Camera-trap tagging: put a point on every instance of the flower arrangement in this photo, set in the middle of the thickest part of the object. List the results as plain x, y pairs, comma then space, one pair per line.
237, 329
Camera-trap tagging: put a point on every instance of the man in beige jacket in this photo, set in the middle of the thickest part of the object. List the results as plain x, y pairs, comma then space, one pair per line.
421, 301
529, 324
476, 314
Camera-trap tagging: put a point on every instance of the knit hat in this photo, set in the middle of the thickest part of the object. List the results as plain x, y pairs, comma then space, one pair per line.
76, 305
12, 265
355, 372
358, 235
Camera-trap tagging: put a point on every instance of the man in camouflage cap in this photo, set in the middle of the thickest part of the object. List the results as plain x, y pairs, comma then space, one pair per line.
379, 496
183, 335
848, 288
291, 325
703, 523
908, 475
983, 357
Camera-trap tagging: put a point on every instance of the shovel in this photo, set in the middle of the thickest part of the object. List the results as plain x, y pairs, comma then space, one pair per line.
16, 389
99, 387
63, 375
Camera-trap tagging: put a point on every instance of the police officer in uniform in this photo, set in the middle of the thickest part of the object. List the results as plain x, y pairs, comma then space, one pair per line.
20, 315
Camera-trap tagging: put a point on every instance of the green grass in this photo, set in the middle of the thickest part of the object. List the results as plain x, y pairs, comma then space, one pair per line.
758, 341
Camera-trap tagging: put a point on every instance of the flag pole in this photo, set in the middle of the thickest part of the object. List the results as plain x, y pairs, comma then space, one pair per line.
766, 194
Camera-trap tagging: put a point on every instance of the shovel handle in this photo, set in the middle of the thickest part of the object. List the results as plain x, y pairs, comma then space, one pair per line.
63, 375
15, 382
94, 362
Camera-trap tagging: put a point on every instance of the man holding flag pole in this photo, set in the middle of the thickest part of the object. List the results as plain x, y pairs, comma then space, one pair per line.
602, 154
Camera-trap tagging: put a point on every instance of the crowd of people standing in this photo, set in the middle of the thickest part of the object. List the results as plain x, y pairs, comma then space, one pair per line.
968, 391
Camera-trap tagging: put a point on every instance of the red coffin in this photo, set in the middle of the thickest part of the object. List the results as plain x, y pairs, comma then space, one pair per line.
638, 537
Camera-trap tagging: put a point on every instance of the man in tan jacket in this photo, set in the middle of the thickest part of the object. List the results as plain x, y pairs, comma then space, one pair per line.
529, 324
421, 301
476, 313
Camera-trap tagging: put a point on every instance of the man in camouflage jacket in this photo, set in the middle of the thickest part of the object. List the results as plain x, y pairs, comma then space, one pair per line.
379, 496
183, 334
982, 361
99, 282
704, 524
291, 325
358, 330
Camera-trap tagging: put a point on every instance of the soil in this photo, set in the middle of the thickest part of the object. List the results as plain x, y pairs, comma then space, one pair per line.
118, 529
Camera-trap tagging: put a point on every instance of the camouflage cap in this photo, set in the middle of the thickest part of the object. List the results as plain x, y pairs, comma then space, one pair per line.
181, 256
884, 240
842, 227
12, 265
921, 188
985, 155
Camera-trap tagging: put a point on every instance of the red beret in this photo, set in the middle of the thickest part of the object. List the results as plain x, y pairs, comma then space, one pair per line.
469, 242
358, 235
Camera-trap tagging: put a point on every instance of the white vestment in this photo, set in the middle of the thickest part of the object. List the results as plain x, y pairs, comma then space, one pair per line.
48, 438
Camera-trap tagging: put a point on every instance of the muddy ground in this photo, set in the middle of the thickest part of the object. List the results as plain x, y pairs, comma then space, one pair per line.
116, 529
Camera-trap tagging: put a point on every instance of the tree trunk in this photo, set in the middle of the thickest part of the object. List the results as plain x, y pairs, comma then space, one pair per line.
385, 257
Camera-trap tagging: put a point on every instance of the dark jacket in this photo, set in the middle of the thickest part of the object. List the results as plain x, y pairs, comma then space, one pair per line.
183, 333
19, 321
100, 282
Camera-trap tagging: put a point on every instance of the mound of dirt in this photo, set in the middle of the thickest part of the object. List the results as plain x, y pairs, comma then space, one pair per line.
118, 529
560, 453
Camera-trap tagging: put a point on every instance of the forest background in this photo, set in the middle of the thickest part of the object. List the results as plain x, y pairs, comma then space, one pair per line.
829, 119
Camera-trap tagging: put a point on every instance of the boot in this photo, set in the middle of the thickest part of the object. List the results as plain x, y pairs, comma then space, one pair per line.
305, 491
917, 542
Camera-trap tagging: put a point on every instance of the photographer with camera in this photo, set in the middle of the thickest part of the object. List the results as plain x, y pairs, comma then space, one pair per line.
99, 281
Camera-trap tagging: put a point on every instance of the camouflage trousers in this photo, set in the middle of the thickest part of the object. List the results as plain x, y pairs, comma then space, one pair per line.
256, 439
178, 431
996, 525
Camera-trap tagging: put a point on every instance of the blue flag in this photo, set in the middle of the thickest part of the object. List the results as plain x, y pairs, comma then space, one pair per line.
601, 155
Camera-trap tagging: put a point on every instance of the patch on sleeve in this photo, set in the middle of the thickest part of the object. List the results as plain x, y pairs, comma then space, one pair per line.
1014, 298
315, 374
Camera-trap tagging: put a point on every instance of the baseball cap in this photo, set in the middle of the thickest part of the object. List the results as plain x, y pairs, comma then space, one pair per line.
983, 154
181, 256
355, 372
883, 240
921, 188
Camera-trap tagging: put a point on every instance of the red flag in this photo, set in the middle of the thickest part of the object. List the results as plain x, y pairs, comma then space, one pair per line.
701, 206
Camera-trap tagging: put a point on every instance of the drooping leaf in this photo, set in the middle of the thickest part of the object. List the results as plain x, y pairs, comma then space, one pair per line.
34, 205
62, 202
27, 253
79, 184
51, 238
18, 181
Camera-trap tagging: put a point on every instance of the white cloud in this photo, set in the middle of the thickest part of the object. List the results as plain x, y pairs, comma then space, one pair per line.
----------
### Work required
Rewrite all of the entries above with "thickest part" replaced by "widest part", leaving everything else unchanged.

### Written answer
Camera-trap tagging: put a point on every instance of the flower arrangement in this photo, set in the middle of the widest part of the object. List the results as plain x, y pairs, comma then space, one pair per line.
237, 329
Camera-trap tagging: put a point on every instance of the man in beige jacket in this photo, set in the middle of the widest part of the object. List the results as plain x, y pairs, comma then space, one pair per line.
421, 301
529, 324
476, 314
Camera-trap tagging: put a point on every instance of the knit hat in this photo, set in the middle of the widest part of the object. List the results as plain x, y pairs, comma then space, one pair per line.
76, 305
12, 265
355, 372
358, 235
Camera-trap tagging: put a point on every instance of the man in camouflage cap in this photo, set in the middle of the widest part of the object. List the results as plain x, y pairs, comma then space, one pair per line.
379, 496
183, 335
848, 288
291, 325
703, 523
908, 475
983, 357
Camera-trap tagging: put a point on every instance of the shovel in this photo, set in the middle of the widest part of the object. List the results as plain x, y pairs, comma then space, one pair per line.
16, 389
99, 387
63, 375
Camera-trap tagging: put a point on every instance of the police officer in uniform in this photo, set in the middle of the widest part of the object. List the results as plain x, y pairs, comma then space, one pair per line.
20, 315
Camera-trap tagging: put a point on every instance of the green grass in this photo, set in the middle of the widest part of the object. List the results as plain x, y pairs, comma then space, one pair per line.
758, 341
Camera-trap tagging: put a point on every instance of the flag pole in this photo, set in the middle of the widest part of the object. List the results as plain x, y pairs, comma then space, one pair per line.
766, 194
Camera-trap tagging: put a point on every instance of the shovel handle in this photo, set in the middle of the widest part of the object. List the results as plain x, y pairs, comma then space, one pair per line.
63, 375
15, 382
94, 362
Camera-trap tagging: put a point on every instance of the man holding flag pole in this photo, set in the middle of the widest part of the object. List the results as plain x, y pairs, comma then space, one pair per line.
602, 154
Camera-trap tagging: put a point on every instance of the crowd of people standing in this photo, set in the middle of the widest part of the object. List the results as plain x, y pairs, comma then space, one pair per line.
968, 391
Camera-trap tagging: put a point on every instance of the red coffin in this photo, set in the middle of the widest part of the object. List the results as plain x, y pairs, comma then space, one pair per line.
638, 537
Camera-trap tagging: put a point on every instance of the man in tan jacket in this photo, set in the middle of the widest part of the object. List the results as plain x, y pairs, comma then space, one pair per line.
529, 324
421, 301
476, 313
Camera-trap tagging: put a point on every instance of the man in camouflage jacket in this photo, set in the middle of the widest part of the object. List the results as plain x, y pairs, comma then space, one pair per line.
379, 496
183, 334
982, 361
99, 282
704, 524
291, 325
358, 330
Camera-trap tagging: put a point on every instance of the soil in this photo, set in the middle of the widest part of the object. List the results as plain x, y pairs, comma then space, one pair per line.
118, 529
Camera-trap tagging: put a point on every instance of the camouflage cap in this photo, set in the middle of the widest part of the object. List the results as plain x, y pairs, comma then space, one pair per line.
181, 256
884, 240
842, 227
12, 265
921, 188
985, 155
Camera-trap tagging: put a point on every instance of the red beret in this photo, set in the middle of the widest part of the object. List the results as plain x, y pairs, comma then space, one pair per line.
469, 242
358, 235
Camera-trap tagging: put a point on every instance of the white vestment in this photo, set in the middle of the widest part of the object. List the results as plain x, y pairs, comma then space, one pair per line.
48, 438
Camera-trap tagging: put a point on every instance of the muddy ground in this photo, set in the middle of the widest part of the object. List the results as plain x, y pairs, comma then space, one pair per line.
116, 529
Camera-trap tagging: put a point on every instance of the tree trunk in this photo, set in the middle of the widest part of the object. List the results as plain x, y pairs, comma then space, one pair per line.
385, 257
Camera-trap tagging: put a point on every instance of the dark jacket in this photo, set in the middle of the widest part of the object. List the results as plain x, y pairs, comma then space, one pair per line.
183, 333
19, 321
100, 282
Camera-trap tagging: put a point on every instance of the mound of dirt in this photo, set in the middle of the widest part of the object. List the results as plain x, y pairs, comma then space, one pair per line.
118, 529
560, 453
Camera-trap tagging: put a point on every instance of the forest background in this photo, set in the middle of the widest part of the object. List the results as plain x, y pairs, comma then space, one pair per line.
829, 119
Camera-trap tagging: put a point on every instance of the boot in this photo, set in the middle of the widest part of the object. List the results as plain x, y pairs, comma then space, one pair per line.
305, 491
917, 542
Camera-trap tagging: put a point on every instance of the photographer with camera in this photo, set in the middle of the widest part of the object. List the results as plain x, y pairs, comma then space, one pair per line.
99, 281
Camera-trap tagging: put a point on every instance of the camouflage trousers in this photo, set in the middle of the widest part of the object. List the results as plain x, y pairs, comma then space, one pair per line.
256, 439
178, 431
996, 525
Camera-trap tagging: put a point on every instance of the blue flag in this photo, set in the middle of the widest part of the object. List the results as plain x, y pairs, comma then space, one pair per line.
601, 155
Camera-trap tagging: put a point on every instance of the patch on sleeve in this photo, set in the middle of the widest part of the object. List the results as plain x, y pairs, comma then space, one pair per line.
1014, 298
315, 374
Camera-trap tagging: put a point on every instance of the baseball cap in this photo, set in the middle of the widest part of the object. List the results as plain x, y pairs, comma then space, one pair per line.
983, 154
181, 256
355, 372
883, 240
921, 188
Camera-trap tagging: put a point on every instance of the red flag in this photo, set in the middle of the widest part of the object. List the results as plain x, y pairs, comma then space, one pair per line.
701, 206
Camera-trap tagging: put a point on every instance of the drooping leaf in this photo, set in the middle of the widest part of the object. List the results as plain x, y pairs, comma then space, one pair per line.
34, 205
62, 202
27, 253
79, 184
51, 238
18, 181
Camera-trap tagging: put a point on every instance of the white cloud in this photo, set in the middle of the widest part of the object. List the results as plain x, y pairs, comma then space, one pair per line.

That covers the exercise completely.